GOAL OF THE EXERCISE: Extract every line below, verbatim.

Object location annotation data
******

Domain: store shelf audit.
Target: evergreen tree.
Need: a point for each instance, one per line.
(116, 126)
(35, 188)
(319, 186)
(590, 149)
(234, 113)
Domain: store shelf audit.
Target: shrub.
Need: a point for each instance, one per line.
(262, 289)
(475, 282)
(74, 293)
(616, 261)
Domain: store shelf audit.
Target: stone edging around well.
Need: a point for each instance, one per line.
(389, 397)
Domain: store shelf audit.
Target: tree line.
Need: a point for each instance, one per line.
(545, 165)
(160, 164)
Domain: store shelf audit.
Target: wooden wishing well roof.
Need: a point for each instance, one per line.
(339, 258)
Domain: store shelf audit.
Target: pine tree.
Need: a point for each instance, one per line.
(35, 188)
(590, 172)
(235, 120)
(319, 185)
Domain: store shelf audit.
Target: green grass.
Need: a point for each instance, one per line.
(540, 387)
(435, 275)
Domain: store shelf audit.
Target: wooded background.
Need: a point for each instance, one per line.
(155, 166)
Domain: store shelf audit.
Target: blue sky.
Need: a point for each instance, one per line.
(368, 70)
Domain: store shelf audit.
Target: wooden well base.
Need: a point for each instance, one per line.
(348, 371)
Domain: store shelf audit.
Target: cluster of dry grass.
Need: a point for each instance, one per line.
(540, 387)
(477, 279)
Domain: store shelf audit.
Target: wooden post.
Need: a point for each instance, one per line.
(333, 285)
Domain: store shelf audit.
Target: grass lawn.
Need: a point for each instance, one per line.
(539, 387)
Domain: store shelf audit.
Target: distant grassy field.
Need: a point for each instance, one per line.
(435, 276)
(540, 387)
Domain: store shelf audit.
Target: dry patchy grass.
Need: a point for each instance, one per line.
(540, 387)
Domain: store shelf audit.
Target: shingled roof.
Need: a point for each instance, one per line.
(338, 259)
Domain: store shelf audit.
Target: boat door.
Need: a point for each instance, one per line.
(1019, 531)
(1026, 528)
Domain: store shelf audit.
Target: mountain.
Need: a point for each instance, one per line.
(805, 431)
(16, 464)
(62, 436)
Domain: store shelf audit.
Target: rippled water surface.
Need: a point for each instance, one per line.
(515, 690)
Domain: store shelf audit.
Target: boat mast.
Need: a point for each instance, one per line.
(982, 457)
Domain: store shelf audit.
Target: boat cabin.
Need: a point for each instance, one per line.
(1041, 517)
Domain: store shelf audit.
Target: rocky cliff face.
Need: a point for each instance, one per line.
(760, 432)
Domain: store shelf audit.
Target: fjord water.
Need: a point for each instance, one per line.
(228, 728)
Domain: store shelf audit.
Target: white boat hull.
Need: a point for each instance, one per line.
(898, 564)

******

WRITTEN ANSWER:
Domain: store shelf audit.
Target: evergreen tree.
Need: a point for each instance, one per line.
(116, 126)
(35, 188)
(319, 186)
(590, 149)
(234, 113)
Domain: store shelf audit.
Target: shrub.
Need: a point for each instance, one per line.
(262, 289)
(475, 282)
(74, 293)
(616, 261)
Domain: store shelf audit.
Target: stone edging around well.
Need: a point for each instance, one per line.
(389, 397)
Domain: store shelf audit.
Target: tree line.
Need: a point for each instance, one per line.
(545, 165)
(160, 164)
Domain: store shelf audit.
Target: wooden wishing well roof.
Need: a point for each instance, one per line.
(339, 258)
Domain: store shelf audit.
Target: pine tree.
Need: a point for each instance, one per line.
(35, 188)
(590, 172)
(235, 120)
(319, 185)
Domain: store shelf audit.
Target: green grass.
Need: a point for each instance, one per line.
(540, 387)
(435, 275)
Domain: store shelf audit.
Target: wooded background.
Need: a point for each instance, one per line.
(155, 166)
Domain: store shelf audit.
Target: blue sky.
Need: a point for each instance, one per line.
(368, 70)
Domain: store shelf audit.
Target: wooden well base.
Need: a point for each instance, one per line.
(348, 371)
Domain: store shelf audit.
Target: cluster of dry grass.
Need: a point for each instance, one per line.
(540, 387)
(477, 279)
Domain: store shelf audit.
Target: wooden post.
Need: a point for each instance, one per line.
(333, 285)
Domain: store shelf audit.
Target: grass lawn.
Need: a point for each instance, one per line.
(539, 387)
Domain: store shelf audit.
Target: distant grassy field.
Need: a point for each instance, one per line.
(435, 276)
(540, 387)
Domain: store shelf audit.
Target: dry patchy grass.
Need: a point for each instance, one per line.
(540, 387)
Domain: store shelf audit.
Target: shingled roof.
Need: a point for each instance, one per line.
(338, 259)
Domain: store shelf audit.
Target: boat door.
Need: a point for each instance, one per line.
(1019, 531)
(1026, 528)
Domain: store shelf audit.
Target: mountain.
Need: a point for each instance, one per line.
(805, 431)
(16, 464)
(62, 436)
Domain: store shelf audit.
Target: rippled water surface.
Need: a point for each instance, one per line.
(515, 690)
Domain: store shelf audit.
Target: boat mast.
Need: a point for each instance, one per line.
(982, 457)
Domain: store shelf audit.
Target: boat cabin.
Need: a point for each instance, one per line.
(1041, 517)
Domain: store shelf audit.
Target: rocky cliff face.
Need: a point for each instance, one per line.
(760, 432)
Domain: store shelf audit.
Target: fjord water.
Need: a point for each instance, one per line.
(228, 728)
Domain: store shelf audit.
Target: white boat hull.
Need: a point for each instance, one per line.
(898, 564)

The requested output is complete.